Excerpts from a dataset on object pointing:
# # # # #

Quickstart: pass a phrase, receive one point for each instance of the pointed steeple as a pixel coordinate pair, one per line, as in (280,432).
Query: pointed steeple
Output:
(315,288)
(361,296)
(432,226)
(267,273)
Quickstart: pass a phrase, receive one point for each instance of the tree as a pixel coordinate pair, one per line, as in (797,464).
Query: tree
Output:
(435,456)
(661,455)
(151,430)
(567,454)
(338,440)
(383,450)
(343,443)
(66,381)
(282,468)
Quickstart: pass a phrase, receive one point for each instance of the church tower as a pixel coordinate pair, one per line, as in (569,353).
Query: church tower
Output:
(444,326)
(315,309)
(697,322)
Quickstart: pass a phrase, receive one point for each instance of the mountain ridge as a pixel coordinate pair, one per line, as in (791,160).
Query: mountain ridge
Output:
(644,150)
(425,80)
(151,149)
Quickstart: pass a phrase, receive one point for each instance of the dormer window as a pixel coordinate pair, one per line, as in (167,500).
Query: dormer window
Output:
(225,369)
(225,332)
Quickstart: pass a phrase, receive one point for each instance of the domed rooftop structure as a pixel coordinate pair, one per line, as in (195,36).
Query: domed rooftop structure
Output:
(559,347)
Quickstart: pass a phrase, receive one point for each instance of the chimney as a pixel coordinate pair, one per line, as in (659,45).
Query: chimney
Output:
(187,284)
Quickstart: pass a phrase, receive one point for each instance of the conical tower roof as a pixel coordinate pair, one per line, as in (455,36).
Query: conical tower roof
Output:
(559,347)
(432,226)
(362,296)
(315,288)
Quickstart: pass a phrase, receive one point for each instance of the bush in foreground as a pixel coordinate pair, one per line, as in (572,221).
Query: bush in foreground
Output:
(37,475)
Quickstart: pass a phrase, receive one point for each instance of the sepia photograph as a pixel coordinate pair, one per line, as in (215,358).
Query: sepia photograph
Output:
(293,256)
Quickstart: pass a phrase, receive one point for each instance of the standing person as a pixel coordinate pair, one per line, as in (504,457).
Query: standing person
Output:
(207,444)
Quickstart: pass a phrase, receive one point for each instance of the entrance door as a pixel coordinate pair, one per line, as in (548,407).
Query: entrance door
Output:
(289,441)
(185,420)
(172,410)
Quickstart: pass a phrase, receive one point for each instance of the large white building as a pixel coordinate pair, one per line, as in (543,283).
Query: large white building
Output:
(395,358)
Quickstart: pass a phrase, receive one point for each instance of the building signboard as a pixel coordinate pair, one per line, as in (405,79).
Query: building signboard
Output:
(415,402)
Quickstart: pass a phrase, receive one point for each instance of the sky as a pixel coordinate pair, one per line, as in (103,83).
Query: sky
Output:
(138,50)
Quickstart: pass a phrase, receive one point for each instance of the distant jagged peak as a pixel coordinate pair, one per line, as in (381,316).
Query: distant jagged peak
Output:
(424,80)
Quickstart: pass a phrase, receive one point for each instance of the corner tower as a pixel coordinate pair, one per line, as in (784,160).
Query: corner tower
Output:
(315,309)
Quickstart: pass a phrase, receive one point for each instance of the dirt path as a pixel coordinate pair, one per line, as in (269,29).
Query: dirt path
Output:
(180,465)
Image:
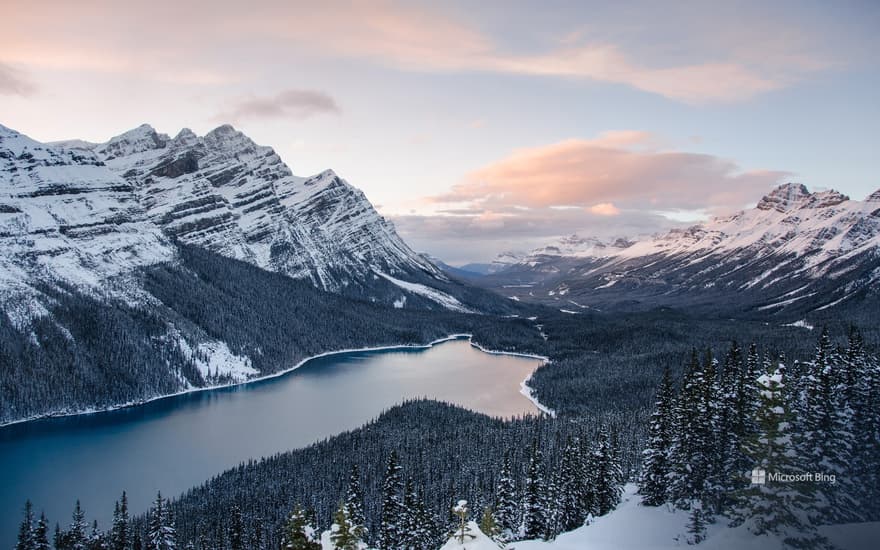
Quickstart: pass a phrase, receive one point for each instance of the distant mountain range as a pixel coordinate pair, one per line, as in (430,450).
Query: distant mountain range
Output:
(149,265)
(87,213)
(794,252)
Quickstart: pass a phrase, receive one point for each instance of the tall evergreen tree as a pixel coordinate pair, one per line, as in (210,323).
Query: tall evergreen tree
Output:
(26,530)
(41,534)
(161,533)
(775,507)
(506,500)
(390,530)
(119,530)
(608,474)
(297,533)
(571,513)
(77,538)
(654,482)
(354,498)
(344,534)
(534,523)
(236,529)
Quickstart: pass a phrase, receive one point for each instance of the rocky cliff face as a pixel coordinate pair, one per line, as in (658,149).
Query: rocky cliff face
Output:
(65,217)
(227,194)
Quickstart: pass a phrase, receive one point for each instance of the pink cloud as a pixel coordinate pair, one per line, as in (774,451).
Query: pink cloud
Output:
(609,171)
(604,209)
(415,38)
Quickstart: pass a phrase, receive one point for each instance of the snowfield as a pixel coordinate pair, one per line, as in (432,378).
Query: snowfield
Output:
(635,527)
(432,294)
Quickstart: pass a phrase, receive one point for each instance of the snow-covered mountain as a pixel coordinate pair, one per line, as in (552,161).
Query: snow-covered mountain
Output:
(794,251)
(225,193)
(65,217)
(82,212)
(122,274)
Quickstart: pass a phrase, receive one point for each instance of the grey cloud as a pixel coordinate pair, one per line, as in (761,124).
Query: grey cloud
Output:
(298,104)
(13,82)
(459,239)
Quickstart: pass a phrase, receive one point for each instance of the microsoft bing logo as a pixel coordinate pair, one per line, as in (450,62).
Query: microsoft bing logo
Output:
(759,476)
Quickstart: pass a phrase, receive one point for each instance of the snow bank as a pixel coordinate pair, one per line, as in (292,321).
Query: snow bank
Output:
(445,300)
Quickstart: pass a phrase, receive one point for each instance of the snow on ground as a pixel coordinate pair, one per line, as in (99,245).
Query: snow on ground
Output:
(479,542)
(802,324)
(853,536)
(635,527)
(432,294)
(214,359)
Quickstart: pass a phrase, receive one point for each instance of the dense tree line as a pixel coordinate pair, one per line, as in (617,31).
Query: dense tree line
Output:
(398,478)
(815,423)
(96,353)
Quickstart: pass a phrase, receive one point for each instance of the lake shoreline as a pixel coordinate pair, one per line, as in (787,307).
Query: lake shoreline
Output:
(525,389)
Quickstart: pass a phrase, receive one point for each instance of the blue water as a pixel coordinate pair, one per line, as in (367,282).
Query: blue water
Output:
(175,443)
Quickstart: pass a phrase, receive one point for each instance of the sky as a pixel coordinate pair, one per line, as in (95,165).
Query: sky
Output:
(479,127)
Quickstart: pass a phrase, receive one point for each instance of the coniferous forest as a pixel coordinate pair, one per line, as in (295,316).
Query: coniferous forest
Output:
(689,427)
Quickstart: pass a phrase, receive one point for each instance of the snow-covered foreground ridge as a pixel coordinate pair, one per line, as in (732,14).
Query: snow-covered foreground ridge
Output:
(794,251)
(85,214)
(248,375)
(633,526)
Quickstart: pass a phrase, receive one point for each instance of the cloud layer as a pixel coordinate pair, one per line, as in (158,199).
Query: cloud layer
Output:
(404,36)
(12,82)
(610,173)
(296,104)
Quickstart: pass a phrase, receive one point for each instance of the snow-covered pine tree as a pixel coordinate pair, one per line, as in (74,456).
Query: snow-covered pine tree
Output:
(506,501)
(236,529)
(41,533)
(824,439)
(570,510)
(654,481)
(694,427)
(76,537)
(696,524)
(409,516)
(859,388)
(608,476)
(488,525)
(587,479)
(463,532)
(775,507)
(119,529)
(551,504)
(297,533)
(726,438)
(26,529)
(390,530)
(97,538)
(534,522)
(424,534)
(344,534)
(354,499)
(161,534)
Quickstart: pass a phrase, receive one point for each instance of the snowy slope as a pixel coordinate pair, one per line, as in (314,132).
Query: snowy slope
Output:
(225,193)
(795,251)
(635,527)
(64,216)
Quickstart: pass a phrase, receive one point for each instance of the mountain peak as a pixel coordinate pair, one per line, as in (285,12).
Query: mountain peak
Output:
(785,197)
(137,140)
(222,131)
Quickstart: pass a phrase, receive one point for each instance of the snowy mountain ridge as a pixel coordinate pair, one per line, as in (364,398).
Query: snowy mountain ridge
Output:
(225,193)
(65,217)
(84,213)
(793,248)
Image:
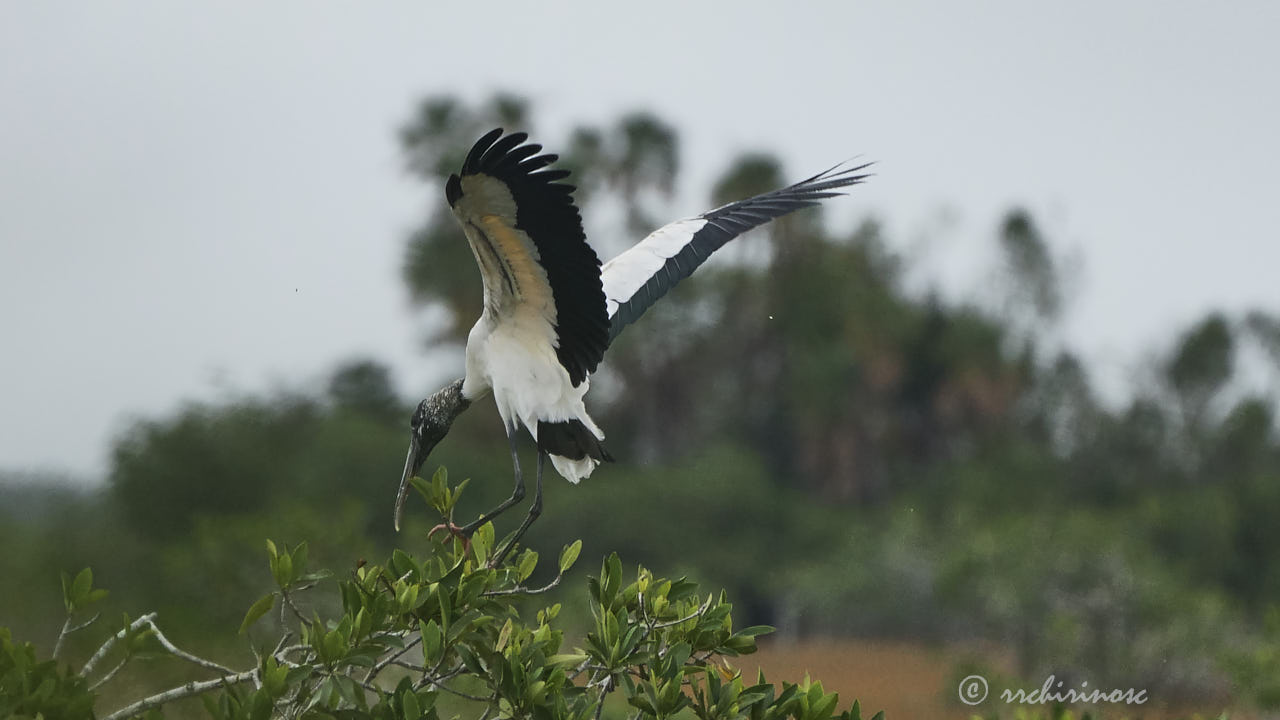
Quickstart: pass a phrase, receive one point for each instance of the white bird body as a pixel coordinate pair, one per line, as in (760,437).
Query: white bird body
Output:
(549,308)
(513,360)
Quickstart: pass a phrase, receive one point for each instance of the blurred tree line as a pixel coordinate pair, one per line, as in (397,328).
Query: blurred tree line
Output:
(906,466)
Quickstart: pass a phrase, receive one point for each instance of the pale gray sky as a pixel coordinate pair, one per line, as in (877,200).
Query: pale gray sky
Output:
(206,196)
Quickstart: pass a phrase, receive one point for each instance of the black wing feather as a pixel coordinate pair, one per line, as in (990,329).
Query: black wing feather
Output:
(723,224)
(545,213)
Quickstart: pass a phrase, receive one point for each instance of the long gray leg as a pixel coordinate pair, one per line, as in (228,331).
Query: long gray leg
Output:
(517,493)
(534,511)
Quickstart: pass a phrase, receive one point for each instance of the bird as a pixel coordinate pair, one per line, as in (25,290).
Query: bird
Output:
(551,309)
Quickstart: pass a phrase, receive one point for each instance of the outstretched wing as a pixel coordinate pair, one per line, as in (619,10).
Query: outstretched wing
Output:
(636,278)
(528,238)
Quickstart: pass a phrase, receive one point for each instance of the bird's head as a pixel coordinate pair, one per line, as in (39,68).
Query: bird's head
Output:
(430,423)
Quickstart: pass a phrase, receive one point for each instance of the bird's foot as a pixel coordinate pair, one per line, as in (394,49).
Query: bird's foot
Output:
(453,531)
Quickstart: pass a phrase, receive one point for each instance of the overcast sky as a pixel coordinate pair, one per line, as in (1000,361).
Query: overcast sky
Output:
(208,197)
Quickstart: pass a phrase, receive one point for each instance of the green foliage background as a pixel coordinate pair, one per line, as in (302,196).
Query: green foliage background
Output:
(846,456)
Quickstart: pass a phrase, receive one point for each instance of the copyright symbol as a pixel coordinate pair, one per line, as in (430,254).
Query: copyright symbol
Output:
(973,689)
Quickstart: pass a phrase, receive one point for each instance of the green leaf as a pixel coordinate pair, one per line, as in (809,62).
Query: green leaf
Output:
(433,639)
(412,711)
(263,606)
(67,593)
(567,659)
(528,563)
(300,556)
(570,555)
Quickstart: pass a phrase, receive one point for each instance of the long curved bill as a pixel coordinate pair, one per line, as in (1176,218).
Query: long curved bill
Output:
(412,461)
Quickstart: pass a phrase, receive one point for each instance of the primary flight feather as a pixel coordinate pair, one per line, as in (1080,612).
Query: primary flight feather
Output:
(549,308)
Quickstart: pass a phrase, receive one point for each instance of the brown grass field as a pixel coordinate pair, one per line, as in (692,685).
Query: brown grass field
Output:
(910,682)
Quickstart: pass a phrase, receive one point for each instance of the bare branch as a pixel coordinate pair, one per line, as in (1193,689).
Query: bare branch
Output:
(288,601)
(521,589)
(188,689)
(110,642)
(62,636)
(110,674)
(382,664)
(178,652)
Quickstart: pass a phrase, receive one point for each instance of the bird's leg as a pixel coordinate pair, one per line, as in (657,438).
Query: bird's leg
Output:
(534,511)
(517,493)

# # # # #

:: Exercise description ::
Turn only the part of the listing that opens with the line containing "as in (1176,218)." and continues through the end of the listing into a numbered list, omitting any blank lines.

:: The response ::
1. Quickstart: pass a phrase, receive one point for each instance of the long curved bill as a pixel coordinate pair, one per line, as in (1176,218).
2. Query: long curved bill
3. Output:
4. (412,461)
5. Quickstart: pass a phrase, receive one point for each instance of the primary flight feather as a pixel coordinate pair, one per line, as in (1080,612).
6. Query: primary flight feather
7. Output:
8. (549,308)
9. Quickstart: pass a phrase, receive one point for each instance of the brown grass field as a pixel coordinate pair, one per line, as in (692,685).
10. Query: brown grass field
11. Output:
12. (910,682)
13. Quickstart: pass a phrase, receive one point for each instance of the bare branch as a pixel coordinate pair, one per line, as in (1193,689).
14. Query: bare branch
15. Output:
16. (288,601)
17. (521,589)
18. (188,689)
19. (110,642)
20. (62,636)
21. (110,674)
22. (382,664)
23. (178,652)
24. Quickstart: pass a phrase, receive one point for each instance of the bird's leg as a pixel coordinate pair, one per line, as in (657,438).
25. Query: bird's leg
26. Output:
27. (534,511)
28. (517,493)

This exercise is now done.